==== Passage provided ====

Swedish engineer, manufacturer and inventor (1872–1948)

Birger Ljungström (4 June 1872 - 17 November 1948) was a Swedish engineer, technical designer, industrialist, and inventor.

==Biography==
Birger Ljungström was born in Uddevalla, Sweden to cartographer Jonas Patrik Ljungström and Amalia (née Falck). His second great uncle was Johan Börjesson, and his third great uncle Bishop Johan Wingård. Among his siblings were Georg Ljungström, Oscar Ljungström, Fredrik Ljungström, among his brothers-in-law George Spaak and his nephew Olof Ljungström. He attended classes at KTH Royal Institute of Technology.

Ljungström registered his first patent in 1892. He moved to England where they stayed until 1903, in order to study the field of mechanics. During the years 1906-1907, Ljungström was employed by AB Separator. Together with his brother Fredrik Ljungström, he patented the Ljungström turbine around 1908. The same year, they founded the development company AB Ljungströms Ångturbin and in 1913 the separate company Svenska Turbinfabriks AB Ljungström (STAL), which would be responsible for the production of Ljungström turbines.

==== Records provided ====

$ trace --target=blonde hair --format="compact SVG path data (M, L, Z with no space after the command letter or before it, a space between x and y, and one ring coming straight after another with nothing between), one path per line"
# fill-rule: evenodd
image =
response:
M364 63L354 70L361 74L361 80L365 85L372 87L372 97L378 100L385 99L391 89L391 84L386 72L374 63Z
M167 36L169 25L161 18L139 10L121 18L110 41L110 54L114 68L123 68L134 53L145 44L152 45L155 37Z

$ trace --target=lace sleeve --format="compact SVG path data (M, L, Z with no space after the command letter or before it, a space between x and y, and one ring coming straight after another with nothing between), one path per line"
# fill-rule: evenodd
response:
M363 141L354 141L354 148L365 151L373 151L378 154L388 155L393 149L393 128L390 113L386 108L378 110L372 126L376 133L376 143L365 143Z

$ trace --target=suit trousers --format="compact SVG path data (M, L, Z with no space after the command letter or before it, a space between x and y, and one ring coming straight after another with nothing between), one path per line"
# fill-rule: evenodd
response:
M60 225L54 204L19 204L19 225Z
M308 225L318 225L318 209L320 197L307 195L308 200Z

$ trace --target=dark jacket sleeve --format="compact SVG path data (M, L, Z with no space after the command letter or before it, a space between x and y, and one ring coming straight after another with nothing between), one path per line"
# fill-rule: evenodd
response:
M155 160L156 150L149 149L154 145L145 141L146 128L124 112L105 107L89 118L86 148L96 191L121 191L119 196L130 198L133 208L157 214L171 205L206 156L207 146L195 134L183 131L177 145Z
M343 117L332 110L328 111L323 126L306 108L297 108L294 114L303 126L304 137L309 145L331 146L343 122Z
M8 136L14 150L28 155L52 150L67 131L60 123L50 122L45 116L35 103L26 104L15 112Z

====

» **Your tasks**
(a) Answer these questions using the text on Birger Ljungström.
(i) In what town was he born?
(ii) In what year did he register his first patent?
(iii) What company was founded in 1913 to produce Ljungström turbines?
(b) Translate this sentence from the text on Birger Ljungström into Spanish: "During the years 1906-1907, Ljungström was employed by AB Separator."

» **Responses to the tasks**
(a)
(i) Uddevalla, Sweden
(ii) 1892
(iii) Svenska Turbinfabriks AB Ljungström (STAL)

(b) Durante los años 1906-1907, Ljungström estuvo empleado en AB Separator.